#### EXERCISE
Set each entry down exactly as written.

#### Records drawn from a dataset
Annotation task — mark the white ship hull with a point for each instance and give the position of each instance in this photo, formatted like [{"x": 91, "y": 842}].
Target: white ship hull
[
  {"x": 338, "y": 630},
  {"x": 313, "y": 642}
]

#### SOLUTION TO THE EXERCISE
Annotation task — mark the white ship hull with a point for each instance and give the position of each instance in this photo, formatted like [{"x": 91, "y": 842}].
Target: white ship hull
[
  {"x": 338, "y": 630},
  {"x": 313, "y": 642}
]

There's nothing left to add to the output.